- [Job]: Reproduce, without any alteration, the lines of the material below, from the line with "building in this photograph." to the line with "[58,219,402,306]", including both of those lines.

- [Recorded information]:
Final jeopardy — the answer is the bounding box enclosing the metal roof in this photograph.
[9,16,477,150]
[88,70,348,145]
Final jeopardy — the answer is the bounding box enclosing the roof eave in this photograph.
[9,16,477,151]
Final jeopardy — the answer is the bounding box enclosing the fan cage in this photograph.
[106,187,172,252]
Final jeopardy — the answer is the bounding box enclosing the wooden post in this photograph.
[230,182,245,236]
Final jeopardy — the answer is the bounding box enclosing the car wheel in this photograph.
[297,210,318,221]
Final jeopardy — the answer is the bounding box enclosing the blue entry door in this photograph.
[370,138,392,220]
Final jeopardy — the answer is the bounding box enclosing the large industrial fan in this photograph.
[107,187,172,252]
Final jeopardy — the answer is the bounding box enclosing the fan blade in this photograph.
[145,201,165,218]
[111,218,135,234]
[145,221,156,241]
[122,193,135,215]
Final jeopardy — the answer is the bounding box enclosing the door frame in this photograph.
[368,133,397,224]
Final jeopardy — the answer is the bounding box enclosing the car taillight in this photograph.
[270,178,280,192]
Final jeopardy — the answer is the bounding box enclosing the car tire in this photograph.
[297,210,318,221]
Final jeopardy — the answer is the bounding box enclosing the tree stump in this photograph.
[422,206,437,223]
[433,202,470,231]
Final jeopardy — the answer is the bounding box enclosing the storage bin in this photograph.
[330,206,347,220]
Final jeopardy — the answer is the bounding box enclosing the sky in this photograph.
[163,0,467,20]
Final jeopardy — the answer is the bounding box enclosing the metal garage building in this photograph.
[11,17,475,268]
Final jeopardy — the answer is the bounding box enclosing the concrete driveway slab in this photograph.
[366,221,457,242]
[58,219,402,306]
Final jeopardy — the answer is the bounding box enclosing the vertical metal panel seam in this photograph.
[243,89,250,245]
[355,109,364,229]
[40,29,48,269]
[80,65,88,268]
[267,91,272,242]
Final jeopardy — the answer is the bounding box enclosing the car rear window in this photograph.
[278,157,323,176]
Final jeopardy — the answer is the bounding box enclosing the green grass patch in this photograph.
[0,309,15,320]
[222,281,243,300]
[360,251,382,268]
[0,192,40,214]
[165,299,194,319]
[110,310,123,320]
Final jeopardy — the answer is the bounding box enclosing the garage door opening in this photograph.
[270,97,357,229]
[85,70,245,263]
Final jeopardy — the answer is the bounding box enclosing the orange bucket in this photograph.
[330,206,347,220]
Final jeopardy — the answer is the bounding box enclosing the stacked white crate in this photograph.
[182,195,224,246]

- [Worked answer]:
Final jeopardy — the answer is the bounding box enclosing the metal garage building in this photograph.
[11,17,475,268]
Final jeopardy — the answer is the bounding box enclosing the concrete driveway slab in this photograph.
[366,221,457,242]
[58,219,402,306]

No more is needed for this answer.